→ EXERCISE INSTRUCTIONS: Render this sentence from the article on single mothers' work activities after welfare reform in Spanish: "Many supporters of welfare reform viewed this increase in work participation as strong evidence of the success of PRWORA."
— Start PAGE TEXT —
Academic journal article Monthly Labor Review

Work-Related Activities of Single Mothers before and after Welfare Reform

Academic journal article Monthly Labor Review

Work-Related Activities of Single Mothers before and after Welfare Reform

Article excerpt

How much did single mothers on Temporary Assistance for Needy Families (TANF) work after welfare reform? Has their work participation stopped increasing recently? Since the U.S. Federal Government established mandatory work requirements for most TANF recipients and minimum annual work participation rates for States in the Personal Responsibility and Work Opportunity Reconciliation Act (PRWORA) of 1996, welfare recipients' participation in work-related activities became the central issue among both policymakers and researchers. Under the law, an adult TANF recipient generally is required to participate in "core" (1) and "supplementary" (2) work activities for at least 30 hours per week. (3) In response to PRWORA's requirement that recipients participate in work-related activities, there was a dramatic increase in adult welfare recipients' work activities, and the share of adults on Aid to Families with Dependent Children (AFDC) or TANF who were engaged in work-related activities for at least 1 hour per week in a typical month rose from 22.4 percent in 1996 to 43.1 percent in 2001. Many supporters of welfare reform viewed this increase in work participation as strong evidence of the success of PRWORA. In 2002, however, the weekly work participation rate decreased to 41.7 percent and then went to 41.2 percent in 2003 as the country's economy struggled to recover from the 2001 recession. (4)
— End PAGE TEXT —
— Start INFORMATION SHOWN —
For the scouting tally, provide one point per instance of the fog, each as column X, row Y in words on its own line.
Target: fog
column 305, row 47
— End INFORMATION SHOWN —
— Start INFORMATION SHOWN —
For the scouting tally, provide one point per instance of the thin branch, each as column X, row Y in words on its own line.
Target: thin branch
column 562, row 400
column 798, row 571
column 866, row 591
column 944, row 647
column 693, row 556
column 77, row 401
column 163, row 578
— End INFORMATION SHOWN —
→ EXERCISE OUTPUT: Muchos partidarios de la reforma de la asistencia social consideraron este aumento en la participación laboral como una prueba contundente del éxito de la PRWORA.